## Text provided
There are two versions of g09 on the cluster. Revision c01 and d01.
Please see Gaussian example on GitLab for some examples and scripts related to Gaussian.
To optimize the run, you can add some lines in your job file. If you need more than 190 GB of scratch space, you should add the line (adapt /home/yourusername to your own path):
%RWF=/scratch/,170GB,/home/yourusername/scratch/,-1
You may as well specify how much memory you want to use. By default, Gaussian will use 250MB of ram. You can try with 50GB for example:
%Mem=50GB
You need to specify as well how many CPU cores you want to use:
%NProcShared=16
Git
To use git on the cluster you need to do the following:
Add that to your ${HOME}/.gitconfig:
[core] createObject = rename
To invoke git:
git clone --no-hardlinks
Gnuplot
Usage :
gnuplot
Gurobi
NB , the following instructions come from <https://hpc-community.unige.ch/t/gurobi-solver-license-issue/459>.
We provide an internal Gurobi token server, here how to use it:
capello@login2:~$ module load Gurobi capello@login2:~$ gurobi_cl --tokens Checking status of Gurobi token server 'master.cluster'... Token server functioning normally. Maximum allowed uses: 4096, current: 0 capello@login2:~$
Jupyter notebook
Jupyter notebook can run on our clusters, however we do not have a dedicated server for Jupyter. This means you need to submit a job and request some resources before you can connect to your instance of Jupyter notebook.
Please, read : [tutorial] Jupyter notebook
interactive-cpu partition (Which partition for my job)
Keras
Please see Keras on gitlab for some examples and scripts related to Keras
Mathematica
If you would like to use a different license server (by default mathlm.unige.ch), you can specify its URL in the ${HOME}/.Mathematica/Licensing/mathpass file, prependend by an exclamation mark:
capello@login2:~$ MATHEMATICA_LICENSE_SERVER_URL=mathlm.unige.ch
capello@login2:~$ mkdir -p ~/.Mathematica/Licensing/
capello@login2:~$ cat <<EOF >~/.Mathematica/Licensing/mathpass
!${MATHEMATICA_LICENSE_SERVER_URL}
EOF
capello@login2:~$ cat ${HOME}/.Mathematica/Licensing/mathpass
!mathlm.unige.ch
capello@login2:~$
See http://support.wolfram.com/kb/25655 and http://support.wolfram.com/kb/112 for more information.
Matlab
Matlab is available in Baobab in different versions:
$ module spider matlab
-----------------------------------------------------------------------------------
matlab:
-----------------------------------------------------------------------------------
Versions:
matlab/2017b
matlab/2018b
matlab/2019b
Keep in mind that it's a licensed program, and that the licenses are shared with the whole university. To be fair with the other users, we have set up a limitation on the number of licenses you can use. We kindly ask you to specify in your sbatch file that you are using Matlab in order to keep the limitation effective. If you are using some licensed toolbox, like Wavelet_Toolbox, you need to specify it as well. If you don't, your job may be killed without further notice in case we are out of licenses.

## Recorded information
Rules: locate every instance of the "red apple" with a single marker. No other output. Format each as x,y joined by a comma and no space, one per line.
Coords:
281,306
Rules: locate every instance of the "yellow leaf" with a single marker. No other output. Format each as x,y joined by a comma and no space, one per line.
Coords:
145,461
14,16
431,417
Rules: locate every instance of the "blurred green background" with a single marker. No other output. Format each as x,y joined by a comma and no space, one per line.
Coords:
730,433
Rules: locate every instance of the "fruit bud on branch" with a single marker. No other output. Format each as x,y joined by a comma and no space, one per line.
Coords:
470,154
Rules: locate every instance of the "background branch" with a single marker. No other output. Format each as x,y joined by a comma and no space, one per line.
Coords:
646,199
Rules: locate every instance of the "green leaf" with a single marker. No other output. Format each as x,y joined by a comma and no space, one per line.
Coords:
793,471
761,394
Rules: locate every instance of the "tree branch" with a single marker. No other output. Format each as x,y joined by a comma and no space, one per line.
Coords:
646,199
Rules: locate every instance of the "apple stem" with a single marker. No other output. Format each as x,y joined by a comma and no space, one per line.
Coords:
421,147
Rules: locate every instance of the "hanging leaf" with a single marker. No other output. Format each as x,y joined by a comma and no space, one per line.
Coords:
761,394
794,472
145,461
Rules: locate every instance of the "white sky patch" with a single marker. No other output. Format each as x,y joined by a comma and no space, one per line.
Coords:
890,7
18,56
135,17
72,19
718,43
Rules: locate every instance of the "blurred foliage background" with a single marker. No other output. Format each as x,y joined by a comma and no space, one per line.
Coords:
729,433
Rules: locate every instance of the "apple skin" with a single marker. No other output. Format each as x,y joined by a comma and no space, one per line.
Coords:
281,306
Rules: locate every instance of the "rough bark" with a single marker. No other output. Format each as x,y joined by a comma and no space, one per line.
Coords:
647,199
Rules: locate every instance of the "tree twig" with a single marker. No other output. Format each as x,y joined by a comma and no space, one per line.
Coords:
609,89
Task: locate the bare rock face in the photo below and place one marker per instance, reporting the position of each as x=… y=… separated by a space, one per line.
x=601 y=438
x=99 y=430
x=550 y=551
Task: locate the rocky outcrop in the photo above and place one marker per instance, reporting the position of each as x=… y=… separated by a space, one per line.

## Job
According to the cluster software notes, why should a job's sbatch file state that it uses Matlab?

## The answer
Matlab licenses are shared with the whole university, so a limit on how many licenses each user can take has been set up to be fair to other users. Declaring Matlab in the sbatch file keeps that limit effective. A job that doesn't declare it may be killed without further notice if licenses run out.